Stated exercise A
Rescale the entries from the line with "on the extended" up to and including the last line of the entries. Write every line again, requests and their sample points included, but multiply only the answer coordinates by 1.55, round them to whole numbers (halves up), and give only those lines.

Provided passage

⁂

On the last day of CONvergence 2013, I lost my badge. I believe it fell off while I was being a back-up dancer for a karaoke performance of Skyfall. These things happen.

As I entered the main stage for the closing ceremonies, I had my ID out and my schedule of events to prove who I was. When I reached the volunteer at the front of the line, I started saying, “I understand if I can’t get in, I lost my badge and didn’t realize in time to get a new one, but–“

The volunteer stopped me and said, “I know who you are.”

I have a strong sense of constant guilt so I always expect “I know who you are” to be immediately followed by “And I know what you did.”

Instead the volunteer said, “Go ahead, Mr. Scrimshaw. I’ll see if someone can get you a martini.”

This is a short way to say, CONvergence 2013 was a great experience. I saw many great costumes including an adorable pink Dalek and a guy dressed as the Hulk trying to twerk. Some demons accidentally threw one of their prosthetic horns into my wife’s wine cup. They invented demon wine pong. They also agreed to buy my wife a new cup of wine. For demons, they were very reasonable.

I did 15 panels and shows with many awesome friends and collaborators. Highlights include, but are not limited to, recording a Doctor Who episode of my podcast Obsessed with Paul Cornell, Molly Glover, and C. Robert Cargill; the organized chaos of Drinking With Geeks; Comedy on the Internet (I finally got to do a panel with Rebecca Watson of the Skepchicks and as a fan of her work I was thrilled); My Monster (a one act play written and performed by myself and Bill Corbett, you can buy a copy of the script here), and an interview with Paul Cornell. The interview was planned as a One on One about Paul’s career, but Paul has a great policy to always have some amount of gender equity on his panels. So my wife, Sara, joined us for a great Two on One and the conversation was much richer for it.

It would take me another entire four day convention to describe everything that was great about this year’s CONvergence, so I want to focus on this: Professor Ass Lightning.

⁂

Working data
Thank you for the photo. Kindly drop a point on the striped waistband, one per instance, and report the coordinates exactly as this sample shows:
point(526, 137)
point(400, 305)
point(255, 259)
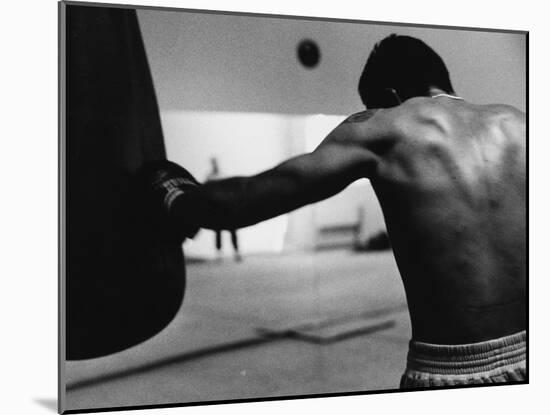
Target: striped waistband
point(467, 358)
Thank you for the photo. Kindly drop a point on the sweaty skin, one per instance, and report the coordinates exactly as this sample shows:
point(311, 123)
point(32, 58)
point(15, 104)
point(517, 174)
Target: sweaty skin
point(451, 180)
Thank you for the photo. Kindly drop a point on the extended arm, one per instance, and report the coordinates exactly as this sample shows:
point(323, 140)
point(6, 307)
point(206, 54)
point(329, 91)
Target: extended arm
point(242, 201)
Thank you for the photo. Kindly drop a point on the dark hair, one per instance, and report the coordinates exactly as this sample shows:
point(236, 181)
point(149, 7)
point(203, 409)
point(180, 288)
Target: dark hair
point(405, 65)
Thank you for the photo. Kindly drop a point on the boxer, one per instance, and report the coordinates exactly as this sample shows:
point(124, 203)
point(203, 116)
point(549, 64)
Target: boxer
point(450, 177)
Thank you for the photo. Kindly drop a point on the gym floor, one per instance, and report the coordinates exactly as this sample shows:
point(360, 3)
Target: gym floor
point(269, 326)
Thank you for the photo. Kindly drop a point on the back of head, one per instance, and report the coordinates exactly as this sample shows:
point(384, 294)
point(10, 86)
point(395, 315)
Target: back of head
point(399, 68)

⁂

Stated exercise B
In the CONvergence 2013 account, rewrite the part from "It would take" up to and including "Professor Ass Lightning.", changing "convention" to "festival".

Correct result A
Thank you for the photo. Kindly drop a point on the extended arm, one per instance, and report the coordinates exactly as this sample shows:
point(323, 140)
point(6, 307)
point(206, 54)
point(329, 91)
Target: extended arm
point(375, 312)
Thank you for the photo. Kindly drop a point on the dark hair, one per instance, and report the coordinates exactly as this sample shows:
point(236, 181)
point(149, 7)
point(203, 409)
point(180, 288)
Target: dark hair
point(628, 101)
Thank you for the photo. Kindly drop a point on the boxer, one per instance, and report the coordinates exactly as this sample shows:
point(124, 203)
point(203, 116)
point(549, 64)
Target: boxer
point(698, 274)
Thank you for the photo. Kindly drop a point on the gym floor, one per instance, and report the coordinates exactly as this sample shows:
point(360, 3)
Target: gym floor
point(417, 505)
Thank you for the photo. Kindly drop a point on the back of head, one per instance, and report the coordinates exactly as this sample shows:
point(384, 294)
point(10, 86)
point(395, 315)
Target: back of head
point(618, 105)

Correct result B
It would take me another entire four day festival to describe everything that was great about this year’s CONvergence, so I want to focus on this: Professor Ass Lightning.